- SHORT PROBLEM -
Format every line of the data below as a Markdown table with the columns "Row" and "Data line," skipping blank lines, and leave the pictures out of your answer.

- TASK INPUTS -
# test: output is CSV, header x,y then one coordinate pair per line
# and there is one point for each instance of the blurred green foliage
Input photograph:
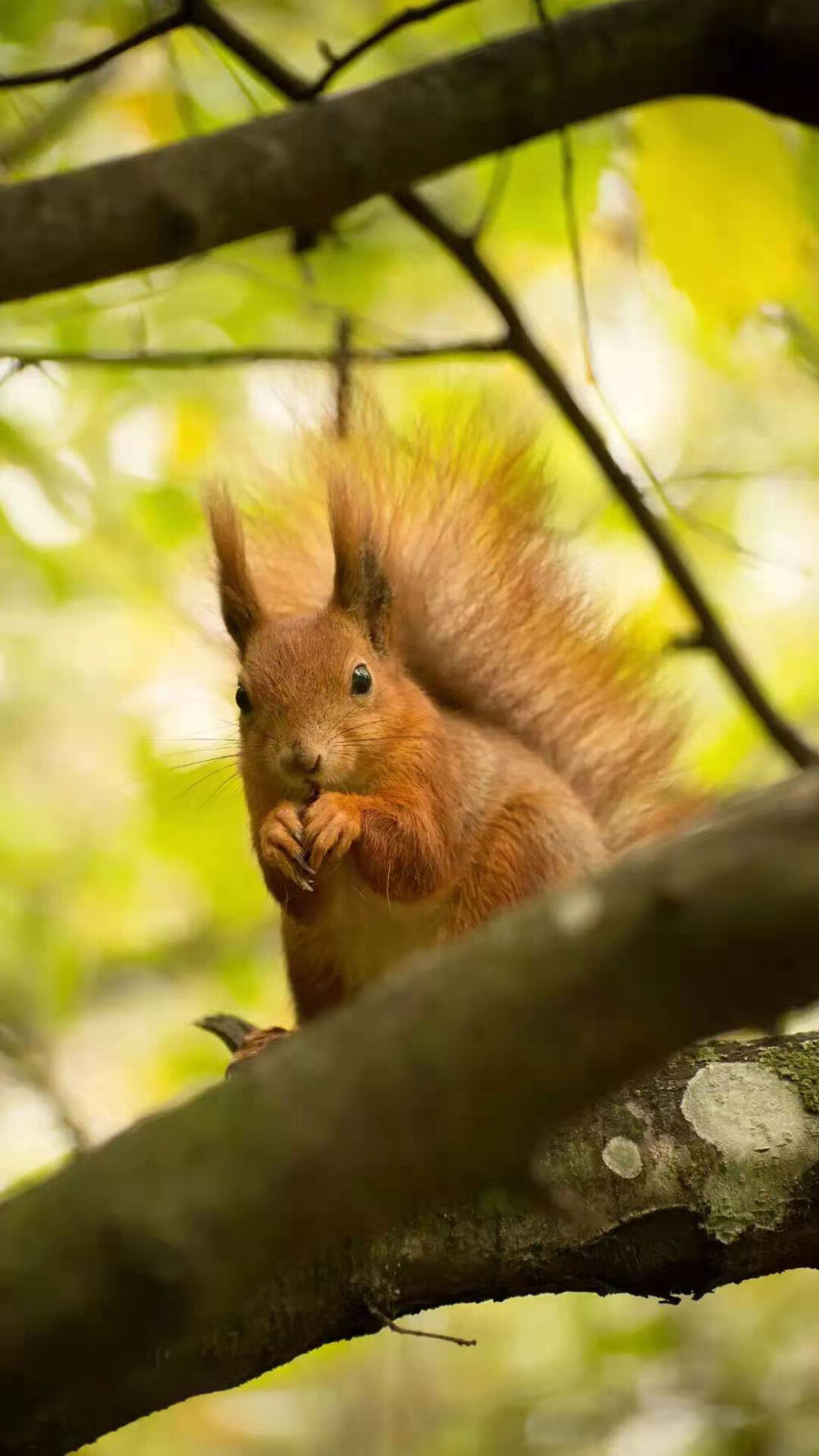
x,y
129,898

- THE REPLY -
| Row | Data line |
|---|---|
| 1 | # test: output is CSV, header x,y then one coordinate pair per line |
| 2 | # and there is one point for each instance of the blurred green foliage |
| 3 | Input photograph: |
| 4 | x,y |
| 5 | 129,898 |